** Task statement **
Every line of the data below is to be written out again exactly.

** Material for this task **

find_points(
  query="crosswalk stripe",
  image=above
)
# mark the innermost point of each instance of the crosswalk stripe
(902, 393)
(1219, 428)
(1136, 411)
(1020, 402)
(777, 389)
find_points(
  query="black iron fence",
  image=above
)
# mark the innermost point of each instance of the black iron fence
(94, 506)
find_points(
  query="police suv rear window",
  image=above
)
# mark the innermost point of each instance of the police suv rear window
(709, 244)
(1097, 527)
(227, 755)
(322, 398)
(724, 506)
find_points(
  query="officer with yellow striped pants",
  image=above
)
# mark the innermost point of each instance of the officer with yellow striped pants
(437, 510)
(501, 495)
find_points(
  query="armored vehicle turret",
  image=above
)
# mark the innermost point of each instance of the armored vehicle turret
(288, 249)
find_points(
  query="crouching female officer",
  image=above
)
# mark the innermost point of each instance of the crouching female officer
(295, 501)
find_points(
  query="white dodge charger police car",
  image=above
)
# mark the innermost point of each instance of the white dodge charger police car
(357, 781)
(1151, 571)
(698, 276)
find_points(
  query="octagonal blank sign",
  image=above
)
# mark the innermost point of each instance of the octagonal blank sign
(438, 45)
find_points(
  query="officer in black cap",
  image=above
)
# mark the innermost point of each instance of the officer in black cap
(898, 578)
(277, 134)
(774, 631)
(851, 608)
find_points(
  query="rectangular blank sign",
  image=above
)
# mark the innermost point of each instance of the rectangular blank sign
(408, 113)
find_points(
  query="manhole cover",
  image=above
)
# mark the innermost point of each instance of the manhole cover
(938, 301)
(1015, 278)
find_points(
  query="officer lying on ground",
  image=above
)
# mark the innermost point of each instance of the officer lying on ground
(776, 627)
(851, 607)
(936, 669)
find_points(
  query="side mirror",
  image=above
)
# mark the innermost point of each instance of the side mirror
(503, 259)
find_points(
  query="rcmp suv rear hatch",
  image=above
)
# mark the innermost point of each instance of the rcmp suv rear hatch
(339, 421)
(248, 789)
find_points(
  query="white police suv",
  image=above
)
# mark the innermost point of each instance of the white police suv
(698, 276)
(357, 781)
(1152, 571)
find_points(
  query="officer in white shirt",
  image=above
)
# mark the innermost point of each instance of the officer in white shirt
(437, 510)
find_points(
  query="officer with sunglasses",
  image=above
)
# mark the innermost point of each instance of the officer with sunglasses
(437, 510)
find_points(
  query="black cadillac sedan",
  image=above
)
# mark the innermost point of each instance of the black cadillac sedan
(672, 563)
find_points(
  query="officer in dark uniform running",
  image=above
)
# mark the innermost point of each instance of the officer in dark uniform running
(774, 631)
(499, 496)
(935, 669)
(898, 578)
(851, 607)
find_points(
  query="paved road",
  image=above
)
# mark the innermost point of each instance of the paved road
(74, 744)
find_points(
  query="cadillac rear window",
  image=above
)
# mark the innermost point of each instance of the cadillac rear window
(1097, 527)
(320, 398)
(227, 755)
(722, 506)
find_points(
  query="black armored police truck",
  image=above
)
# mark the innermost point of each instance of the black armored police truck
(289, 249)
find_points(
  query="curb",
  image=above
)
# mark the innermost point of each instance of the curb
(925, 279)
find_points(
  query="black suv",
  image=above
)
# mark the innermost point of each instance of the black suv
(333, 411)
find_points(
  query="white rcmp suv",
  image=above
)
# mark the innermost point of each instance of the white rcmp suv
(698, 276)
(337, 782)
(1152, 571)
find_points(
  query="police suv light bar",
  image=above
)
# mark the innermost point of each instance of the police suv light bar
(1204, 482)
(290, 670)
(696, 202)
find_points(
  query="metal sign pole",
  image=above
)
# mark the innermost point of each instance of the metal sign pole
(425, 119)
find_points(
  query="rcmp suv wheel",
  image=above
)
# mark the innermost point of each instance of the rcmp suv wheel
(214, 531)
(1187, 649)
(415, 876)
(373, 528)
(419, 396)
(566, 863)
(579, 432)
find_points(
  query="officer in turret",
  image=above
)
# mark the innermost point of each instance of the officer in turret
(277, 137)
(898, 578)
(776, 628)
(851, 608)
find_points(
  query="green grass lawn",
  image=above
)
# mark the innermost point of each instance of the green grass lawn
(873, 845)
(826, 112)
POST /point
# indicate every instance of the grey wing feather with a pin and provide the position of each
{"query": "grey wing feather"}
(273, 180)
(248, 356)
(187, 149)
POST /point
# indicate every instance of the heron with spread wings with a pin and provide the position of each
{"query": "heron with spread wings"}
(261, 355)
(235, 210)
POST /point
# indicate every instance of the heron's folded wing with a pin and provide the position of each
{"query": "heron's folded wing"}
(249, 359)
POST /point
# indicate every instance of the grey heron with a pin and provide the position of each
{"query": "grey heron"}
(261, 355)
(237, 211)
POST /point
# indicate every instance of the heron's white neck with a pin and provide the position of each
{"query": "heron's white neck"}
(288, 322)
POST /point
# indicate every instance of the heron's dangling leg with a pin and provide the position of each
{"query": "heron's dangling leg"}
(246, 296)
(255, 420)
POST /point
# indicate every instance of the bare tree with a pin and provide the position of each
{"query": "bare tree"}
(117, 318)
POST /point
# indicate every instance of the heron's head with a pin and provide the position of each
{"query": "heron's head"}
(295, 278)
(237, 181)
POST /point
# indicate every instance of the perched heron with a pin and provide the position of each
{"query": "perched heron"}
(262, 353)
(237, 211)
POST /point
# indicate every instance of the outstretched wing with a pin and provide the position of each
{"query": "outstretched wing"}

** Task solution **
find_points(
  query="crosswalk stripe",
  image=above
)
# mark the innermost point of each instance of the crosswalk stripe
(902, 393)
(1219, 428)
(1136, 411)
(1020, 402)
(777, 389)
find_points(
  query="black iron fence",
  image=above
)
# mark the innermost point of each instance of the black iron fence
(94, 506)
find_points(
  query="police suv rear window",
  image=above
)
# mark the innermost point of each instance of the police suv rear window
(709, 244)
(1097, 527)
(227, 755)
(322, 398)
(724, 506)
find_points(
  query="officer with yellow striped pants",
  image=above
)
# mark the innermost point of each instance of the officer with yellow striped pants
(437, 510)
(501, 495)
find_points(
  query="armored vehicle turret",
  image=above
)
# mark the innermost point of each instance of the armored vehicle turret
(288, 249)
find_points(
  query="crouching female officer",
  image=above
)
# mark the innermost point of each instance of the crouching female officer
(295, 501)
find_points(
  query="white dodge charger police car",
  image=above
)
# mark the innermost point of each instance of the white dodge charger police car
(357, 781)
(1151, 571)
(698, 276)
find_points(
  query="octagonal blank sign",
  image=above
)
# mark the innermost point of each instance of the octagonal blank sign
(438, 45)
find_points(
  query="officer in black cap",
  image=above
)
# mark the innermost point of each instance of the officer in black cap
(898, 578)
(277, 134)
(774, 631)
(851, 608)
find_points(
  query="rectangular blank sign",
  image=above
)
# mark the innermost point of each instance of the rectangular blank sign
(408, 113)
find_points(
  query="manhole cover",
  image=above
)
# mark the innermost point of each instance of the manhole cover
(938, 301)
(1015, 278)
find_points(
  query="officer lying on ground",
  image=above
)
# mark the innermost point of each instance of the officer lying on ground
(776, 627)
(851, 607)
(936, 669)
find_points(
  query="side mirror",
  image=above
)
# mark the innermost point of each instance of the side mirror
(503, 259)
find_points(
  query="rcmp suv rear hatch",
  image=above
)
# mark the innermost point of each instance of the rcmp suv rear hatch
(339, 421)
(248, 789)
find_points(
  query="white police suv",
  image=above
)
# mark the innermost point of each instance of the white police suv
(698, 276)
(357, 781)
(1152, 571)
find_points(
  query="officer in white shirt",
  image=above
)
# mark the innermost point of each instance of the officer in white shirt
(437, 510)
find_points(
  query="officer with sunglasses",
  image=above
)
# mark the innermost point of each instance of the officer with sunglasses
(437, 510)
find_points(
  query="black cadillac sedan",
  image=above
)
# mark the innermost point of each instance of the black cadillac sedan
(672, 563)
find_points(
  query="officer in dark uniform running",
  image=above
)
# mark the innermost point of each instance of the officer in dark uniform running
(774, 631)
(499, 496)
(935, 669)
(898, 578)
(851, 607)
find_points(
  query="paved road",
  image=above
)
# mark the innermost point of each instance of the paved road
(74, 744)
find_points(
  query="cadillac rear window",
  image=above
)
# mark the innermost point of each instance of the cadillac rear window
(1097, 527)
(320, 398)
(227, 755)
(722, 506)
find_points(
  query="black armored police truck",
  image=above
)
# mark the innermost point of each instance of the black armored police truck
(289, 249)
find_points(
  query="curb",
  image=above
)
# mark the innermost point of each instance of the curb
(925, 279)
find_points(
  query="black suv",
  image=above
)
# mark the innermost point of each instance of the black suv
(333, 411)
find_points(
  query="white rcmp suv",
  image=above
)
# mark the innermost point of each instance of the white rcmp suv
(698, 276)
(337, 782)
(1152, 571)
find_points(
  query="police suv light bar",
  image=above
)
# mark the innermost point of each instance of the police suv light bar
(1204, 482)
(290, 670)
(696, 202)
find_points(
  query="metal sign pole",
  image=above
)
# mark the innermost point of each instance of the metal sign pole
(425, 119)
find_points(
  query="rcmp suv wheel",
  image=above
)
# mark the innermost point of each instance of the rcmp suv wheel
(214, 531)
(1187, 649)
(415, 876)
(373, 528)
(419, 396)
(566, 863)
(579, 432)
find_points(
  query="officer in turret",
  image=above
)
# mark the innermost point of each instance of the officer in turret
(277, 137)
(898, 578)
(776, 628)
(851, 608)
find_points(
  query="green grass lawn",
  image=above
)
# mark the innermost point of each instance of the green grass lawn
(873, 845)
(826, 112)
POST /point
# indicate every instance of the grey wing feather with a pin and provide the position of each
{"query": "grey wing feather"}
(273, 180)
(248, 356)
(187, 149)
POST /point
# indicate every instance of the heron with spread wings with a pin and provide the position of each
{"query": "heron with spread wings"}
(261, 355)
(235, 210)
POST /point
# indicate every instance of the heron's folded wing with a pin and provide the position of each
{"query": "heron's folded wing"}
(249, 359)
POST /point
# indicate every instance of the grey heron with a pin and provide the position of each
{"query": "grey heron"}
(261, 355)
(237, 211)
POST /point
# indicate every instance of the heron's white neck with a pin and provide the position of each
{"query": "heron's white neck"}
(288, 322)
POST /point
# indicate every instance of the heron's dangling leg with a pin and provide the position of each
{"query": "heron's dangling leg"}
(246, 296)
(255, 420)
POST /point
# indicate every instance of the bare tree with a pin and provide the position of each
{"query": "bare tree"}
(117, 318)
POST /point
# indicate every instance of the heron's head with a pin and provide the position of each
{"query": "heron's head"}
(295, 278)
(237, 181)
POST /point
# indicate every instance of the perched heron with a pin and provide the position of each
{"query": "perched heron"}
(262, 353)
(237, 211)
POST /point
# indicate every instance of the outstretched wing with a pin and provide the position of each
{"query": "outstretched wing"}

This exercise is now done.